Records to process ▸
## START

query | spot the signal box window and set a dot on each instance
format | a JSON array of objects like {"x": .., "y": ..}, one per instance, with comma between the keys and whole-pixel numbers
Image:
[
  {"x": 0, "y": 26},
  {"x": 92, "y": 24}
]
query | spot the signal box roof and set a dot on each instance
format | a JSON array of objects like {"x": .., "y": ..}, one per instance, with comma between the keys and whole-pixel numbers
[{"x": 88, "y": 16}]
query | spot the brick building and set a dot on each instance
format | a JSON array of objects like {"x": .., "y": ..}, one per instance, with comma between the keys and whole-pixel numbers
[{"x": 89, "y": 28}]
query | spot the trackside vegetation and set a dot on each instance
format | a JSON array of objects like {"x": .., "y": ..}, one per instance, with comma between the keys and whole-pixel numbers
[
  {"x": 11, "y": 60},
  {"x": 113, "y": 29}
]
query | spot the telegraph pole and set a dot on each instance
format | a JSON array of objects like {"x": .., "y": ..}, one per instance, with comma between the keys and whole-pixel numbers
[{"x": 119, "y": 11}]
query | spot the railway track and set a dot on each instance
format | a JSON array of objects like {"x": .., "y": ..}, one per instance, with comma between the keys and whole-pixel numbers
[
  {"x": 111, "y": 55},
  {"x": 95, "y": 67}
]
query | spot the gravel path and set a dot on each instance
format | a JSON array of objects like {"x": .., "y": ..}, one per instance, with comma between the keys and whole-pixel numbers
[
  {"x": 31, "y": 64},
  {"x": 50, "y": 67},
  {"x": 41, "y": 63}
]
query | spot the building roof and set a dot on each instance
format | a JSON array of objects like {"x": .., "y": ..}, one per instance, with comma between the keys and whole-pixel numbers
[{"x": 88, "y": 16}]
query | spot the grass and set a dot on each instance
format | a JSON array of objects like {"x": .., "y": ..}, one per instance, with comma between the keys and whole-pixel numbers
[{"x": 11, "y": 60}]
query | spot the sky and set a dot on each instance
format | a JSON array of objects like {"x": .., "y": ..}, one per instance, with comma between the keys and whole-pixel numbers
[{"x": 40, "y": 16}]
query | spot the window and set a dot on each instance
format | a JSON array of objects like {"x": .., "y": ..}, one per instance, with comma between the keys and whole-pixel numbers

## END

Exercise aim ▸
Reproduce all of the material above word for word, changing nothing.

Exercise output ▸
query | spot the signal box window and set a dot on each instance
format | a JSON array of objects like {"x": .., "y": ..}, one per instance, with comma between the keys and whole-pixel numbers
Image:
[
  {"x": 0, "y": 26},
  {"x": 92, "y": 24}
]
query | spot the signal box roof and set a dot on each instance
format | a JSON array of objects like {"x": .., "y": ..}, one per instance, with comma between the keys and whole-pixel numbers
[{"x": 88, "y": 16}]
query | spot the brick building and set a dot on each instance
format | a JSON array of objects like {"x": .., "y": ..}, one per instance, with comma between the keys and whole-pixel numbers
[{"x": 89, "y": 28}]
query | spot the trackside vegetation and set a dot on each instance
format | a JSON array of objects like {"x": .., "y": ..}, one per instance, with comma between the keys and whole-pixel numbers
[
  {"x": 11, "y": 60},
  {"x": 113, "y": 29}
]
query | spot the telegraph pole and set a dot on each instance
format | a JSON array of objects like {"x": .., "y": ..}, one per instance, with comma between the keys and whole-pixel numbers
[{"x": 119, "y": 11}]
query | spot the railway track and set a dot on each instance
format | a JSON array of objects like {"x": .., "y": ..}, one per instance, with comma between the keys and whole-pixel numbers
[
  {"x": 111, "y": 55},
  {"x": 95, "y": 67}
]
query | spot the gravel path and set a dot on each instance
format | a JSON array of objects like {"x": .., "y": ..}, one per instance, with comma between the keys and whole-pixel numbers
[
  {"x": 31, "y": 64},
  {"x": 50, "y": 67},
  {"x": 41, "y": 63}
]
query | spot the building roof and set a dot on each instance
format | a JSON array of objects like {"x": .., "y": ..}, one per instance, with comma between the keys and whole-pixel numbers
[{"x": 88, "y": 16}]
query | spot the grass and set a dot on each instance
format | a JSON array of objects like {"x": .., "y": ..}, one per instance, with comma between the keys and whole-pixel numbers
[{"x": 11, "y": 60}]
query | spot the sky and set a dot on each instance
format | a JSON array of objects like {"x": .., "y": ..}, one per instance, with comma between the keys and whole-pixel numbers
[{"x": 40, "y": 16}]
query | spot the window and set a dot on each instance
format | a JSON array of objects like {"x": .., "y": ..}, one per instance, with comma between the keys and whole-pixel numbers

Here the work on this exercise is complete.